**Position annotation records:**
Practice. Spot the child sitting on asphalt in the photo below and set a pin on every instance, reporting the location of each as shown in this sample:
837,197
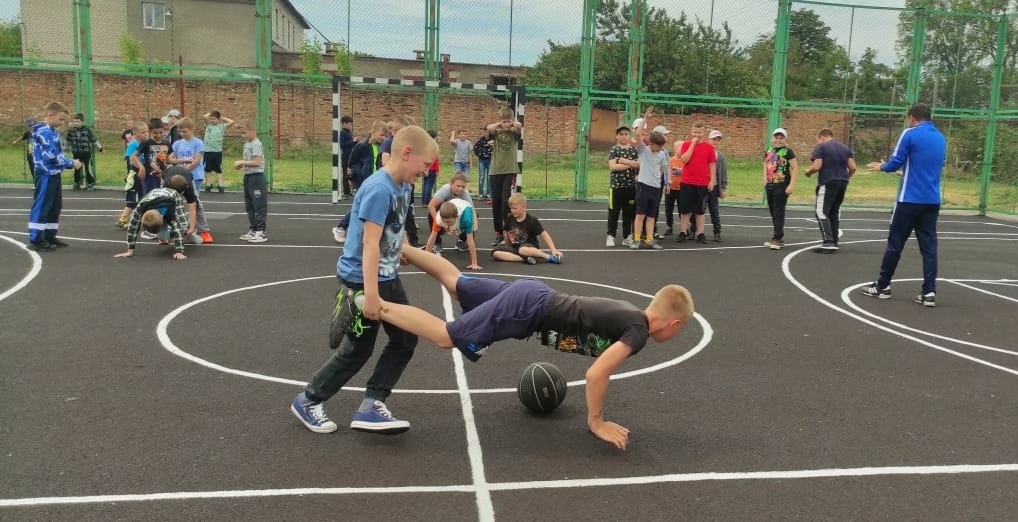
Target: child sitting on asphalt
522,235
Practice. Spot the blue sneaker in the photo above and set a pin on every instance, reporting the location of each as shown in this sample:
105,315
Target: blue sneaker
346,316
472,351
379,419
312,414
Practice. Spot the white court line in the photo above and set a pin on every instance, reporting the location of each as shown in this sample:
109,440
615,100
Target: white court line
37,267
167,343
987,292
785,268
717,476
847,292
486,509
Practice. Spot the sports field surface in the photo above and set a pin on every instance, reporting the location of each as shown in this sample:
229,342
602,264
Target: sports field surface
148,389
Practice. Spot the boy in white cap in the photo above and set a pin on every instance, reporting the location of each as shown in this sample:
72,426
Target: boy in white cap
714,196
781,170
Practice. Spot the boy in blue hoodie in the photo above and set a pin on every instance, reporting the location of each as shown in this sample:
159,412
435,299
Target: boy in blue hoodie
919,156
49,163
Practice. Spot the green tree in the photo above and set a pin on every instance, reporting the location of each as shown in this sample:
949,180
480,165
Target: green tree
310,57
130,49
817,68
10,39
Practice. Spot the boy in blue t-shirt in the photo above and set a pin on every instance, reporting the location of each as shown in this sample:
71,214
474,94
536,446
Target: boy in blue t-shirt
368,270
189,153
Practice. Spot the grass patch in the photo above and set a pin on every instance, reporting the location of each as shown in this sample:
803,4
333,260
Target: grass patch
308,169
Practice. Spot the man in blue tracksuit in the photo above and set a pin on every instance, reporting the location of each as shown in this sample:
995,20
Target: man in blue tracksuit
50,162
919,156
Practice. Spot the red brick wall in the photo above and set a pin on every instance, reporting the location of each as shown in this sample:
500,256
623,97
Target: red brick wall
303,114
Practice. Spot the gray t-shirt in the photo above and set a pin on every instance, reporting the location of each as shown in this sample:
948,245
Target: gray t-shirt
445,193
252,149
462,154
653,166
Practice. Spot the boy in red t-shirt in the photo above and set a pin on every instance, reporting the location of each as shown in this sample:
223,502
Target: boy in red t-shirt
698,177
674,184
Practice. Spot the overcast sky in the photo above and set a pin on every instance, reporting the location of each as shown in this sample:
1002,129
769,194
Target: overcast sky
477,31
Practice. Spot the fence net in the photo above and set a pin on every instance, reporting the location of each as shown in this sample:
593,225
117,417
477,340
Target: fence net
854,69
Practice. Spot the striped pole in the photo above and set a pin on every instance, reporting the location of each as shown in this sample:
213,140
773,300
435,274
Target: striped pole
335,139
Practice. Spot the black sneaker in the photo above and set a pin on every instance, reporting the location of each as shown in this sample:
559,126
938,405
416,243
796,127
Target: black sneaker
346,316
828,247
42,246
873,291
926,299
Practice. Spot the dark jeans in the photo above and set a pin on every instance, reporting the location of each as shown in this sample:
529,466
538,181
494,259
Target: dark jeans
501,190
353,352
714,207
85,173
621,200
256,200
777,199
671,201
906,218
830,195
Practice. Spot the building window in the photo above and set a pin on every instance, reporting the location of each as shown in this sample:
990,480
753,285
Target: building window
154,16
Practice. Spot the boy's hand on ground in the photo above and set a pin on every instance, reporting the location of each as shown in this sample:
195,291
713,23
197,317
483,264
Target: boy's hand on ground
611,432
373,307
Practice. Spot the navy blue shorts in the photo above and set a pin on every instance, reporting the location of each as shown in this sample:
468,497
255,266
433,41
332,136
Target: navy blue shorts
494,310
647,199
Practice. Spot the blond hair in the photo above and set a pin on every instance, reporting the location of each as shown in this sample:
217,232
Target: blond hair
417,139
152,221
56,108
448,210
673,301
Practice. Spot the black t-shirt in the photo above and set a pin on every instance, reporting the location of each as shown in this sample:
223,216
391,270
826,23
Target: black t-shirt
835,156
525,231
151,153
177,170
588,326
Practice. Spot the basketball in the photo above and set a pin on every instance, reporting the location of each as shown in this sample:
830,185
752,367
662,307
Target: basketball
542,387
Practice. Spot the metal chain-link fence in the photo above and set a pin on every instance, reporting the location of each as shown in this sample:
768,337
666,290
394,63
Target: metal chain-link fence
742,68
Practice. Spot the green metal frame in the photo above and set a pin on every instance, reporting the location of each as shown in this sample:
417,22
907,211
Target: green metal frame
85,70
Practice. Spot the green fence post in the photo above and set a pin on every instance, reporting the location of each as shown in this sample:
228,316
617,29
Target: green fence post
634,75
585,82
433,66
915,57
778,71
85,92
263,60
995,103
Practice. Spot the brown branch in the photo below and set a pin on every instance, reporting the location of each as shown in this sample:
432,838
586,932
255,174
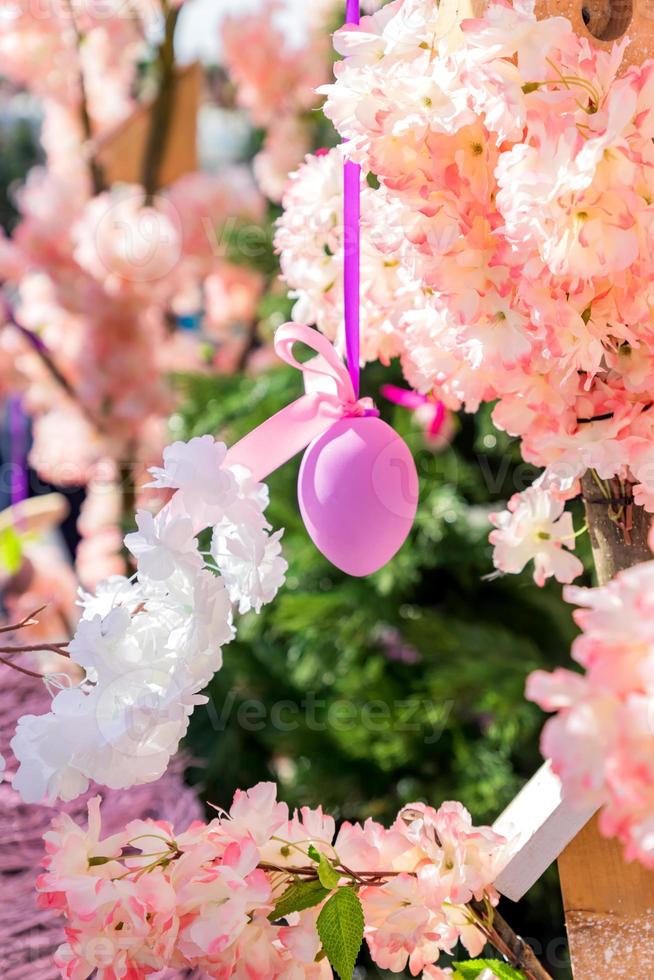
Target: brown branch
514,949
22,670
497,931
162,108
57,648
30,620
618,528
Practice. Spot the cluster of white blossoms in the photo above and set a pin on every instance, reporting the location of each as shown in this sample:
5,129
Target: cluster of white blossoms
149,645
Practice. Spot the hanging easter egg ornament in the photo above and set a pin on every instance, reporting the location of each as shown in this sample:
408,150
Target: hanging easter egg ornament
358,485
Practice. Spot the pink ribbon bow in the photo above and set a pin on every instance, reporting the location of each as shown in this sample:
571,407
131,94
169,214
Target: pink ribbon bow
329,397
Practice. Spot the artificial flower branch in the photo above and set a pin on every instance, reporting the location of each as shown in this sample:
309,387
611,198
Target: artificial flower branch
226,897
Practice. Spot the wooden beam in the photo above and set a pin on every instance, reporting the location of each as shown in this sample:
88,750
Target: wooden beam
120,152
609,909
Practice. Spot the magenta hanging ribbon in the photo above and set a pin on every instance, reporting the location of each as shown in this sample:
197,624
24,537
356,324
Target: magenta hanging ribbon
352,247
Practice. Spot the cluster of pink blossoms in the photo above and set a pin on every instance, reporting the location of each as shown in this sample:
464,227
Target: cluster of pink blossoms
601,739
515,212
149,898
276,80
98,272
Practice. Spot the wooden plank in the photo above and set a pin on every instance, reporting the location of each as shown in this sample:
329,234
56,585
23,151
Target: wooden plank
120,152
542,824
607,22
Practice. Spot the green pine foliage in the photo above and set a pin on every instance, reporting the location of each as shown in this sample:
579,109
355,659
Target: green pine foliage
366,694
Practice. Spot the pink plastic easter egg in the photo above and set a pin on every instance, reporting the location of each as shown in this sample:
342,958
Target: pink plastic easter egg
358,493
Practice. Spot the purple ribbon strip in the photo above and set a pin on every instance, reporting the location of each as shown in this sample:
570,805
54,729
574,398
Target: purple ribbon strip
352,247
18,450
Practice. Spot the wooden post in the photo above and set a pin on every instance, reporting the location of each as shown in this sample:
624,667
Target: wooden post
609,904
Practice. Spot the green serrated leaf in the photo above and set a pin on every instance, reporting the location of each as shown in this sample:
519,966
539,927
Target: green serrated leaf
299,896
328,876
11,551
473,969
340,927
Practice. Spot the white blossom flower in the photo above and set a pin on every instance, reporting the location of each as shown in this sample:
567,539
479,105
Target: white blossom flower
535,528
251,563
197,469
149,647
162,544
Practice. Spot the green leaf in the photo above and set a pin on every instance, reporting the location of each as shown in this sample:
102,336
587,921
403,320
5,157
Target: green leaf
11,551
475,968
327,874
299,896
340,927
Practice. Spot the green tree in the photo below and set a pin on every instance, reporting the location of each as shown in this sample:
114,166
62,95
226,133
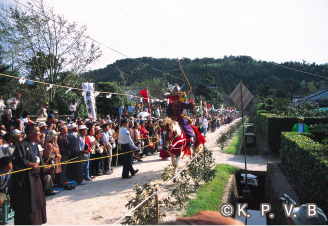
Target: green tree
45,46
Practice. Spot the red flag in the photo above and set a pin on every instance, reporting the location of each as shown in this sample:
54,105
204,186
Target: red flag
144,94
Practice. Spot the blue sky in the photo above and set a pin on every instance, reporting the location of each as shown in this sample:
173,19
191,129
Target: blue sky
279,31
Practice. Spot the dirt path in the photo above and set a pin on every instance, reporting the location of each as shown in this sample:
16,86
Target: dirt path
103,200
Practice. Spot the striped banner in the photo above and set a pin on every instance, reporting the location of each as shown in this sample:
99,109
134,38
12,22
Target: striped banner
236,96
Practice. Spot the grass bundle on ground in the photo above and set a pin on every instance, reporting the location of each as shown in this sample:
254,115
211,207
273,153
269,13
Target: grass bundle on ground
210,195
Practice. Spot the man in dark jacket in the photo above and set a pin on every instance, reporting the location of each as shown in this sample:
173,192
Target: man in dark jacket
27,194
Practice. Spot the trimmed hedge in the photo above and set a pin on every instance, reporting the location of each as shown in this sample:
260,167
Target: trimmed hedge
209,197
272,125
308,161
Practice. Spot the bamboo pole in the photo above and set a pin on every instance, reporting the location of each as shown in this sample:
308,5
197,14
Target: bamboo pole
157,204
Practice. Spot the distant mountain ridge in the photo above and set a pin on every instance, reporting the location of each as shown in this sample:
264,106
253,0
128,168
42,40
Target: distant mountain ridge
224,73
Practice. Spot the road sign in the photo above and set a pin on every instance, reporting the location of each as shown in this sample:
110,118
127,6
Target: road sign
241,93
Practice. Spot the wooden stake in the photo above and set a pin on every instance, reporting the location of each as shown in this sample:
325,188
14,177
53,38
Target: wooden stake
157,204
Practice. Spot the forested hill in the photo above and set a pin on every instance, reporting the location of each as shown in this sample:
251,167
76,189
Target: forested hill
261,77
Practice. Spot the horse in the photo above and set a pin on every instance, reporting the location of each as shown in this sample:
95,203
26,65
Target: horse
175,140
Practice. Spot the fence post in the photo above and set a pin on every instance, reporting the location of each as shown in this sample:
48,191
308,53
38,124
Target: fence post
157,203
204,160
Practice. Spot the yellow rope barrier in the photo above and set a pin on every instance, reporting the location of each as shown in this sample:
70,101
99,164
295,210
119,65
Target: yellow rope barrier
71,162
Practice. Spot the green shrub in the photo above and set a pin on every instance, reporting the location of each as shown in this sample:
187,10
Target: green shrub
261,106
308,161
272,125
210,195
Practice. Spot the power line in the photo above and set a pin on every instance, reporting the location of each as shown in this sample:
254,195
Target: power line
110,48
262,40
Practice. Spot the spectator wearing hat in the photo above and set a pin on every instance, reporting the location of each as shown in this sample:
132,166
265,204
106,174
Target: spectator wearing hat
300,126
91,140
15,138
43,132
144,135
25,119
52,122
72,138
6,166
86,163
42,112
137,140
205,125
98,153
13,103
26,193
51,155
130,110
6,143
64,148
121,111
127,145
106,139
72,107
2,105
81,148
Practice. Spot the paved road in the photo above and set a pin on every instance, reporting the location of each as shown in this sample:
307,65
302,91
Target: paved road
103,200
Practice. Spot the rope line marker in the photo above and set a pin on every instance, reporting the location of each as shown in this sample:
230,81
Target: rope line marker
71,162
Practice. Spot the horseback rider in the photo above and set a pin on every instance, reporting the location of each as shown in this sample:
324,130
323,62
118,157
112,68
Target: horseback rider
175,111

**GOAL:**
Reproduce the material unchanged, starting at the line that contains "Practice. Spot the paved" and continuing through the end of the material.

**WRITTEN SOLUTION:**
Practice. Spot the paved road in the photo above and set a pin on every instance, reporting the location of each as shown in this sample:
307,65
302,91
Target: paved road
103,200
Practice. Spot the rope line marker in the photo above and set a pin on every instance, reporting the location of each as shown in this sample:
230,81
Target: rope line marker
71,162
Practice. Spot the horseback rider in the photo above and set a pin on every instance, reporting the location of each as shown in this sample:
324,130
323,62
118,157
112,68
Target: horseback rider
175,111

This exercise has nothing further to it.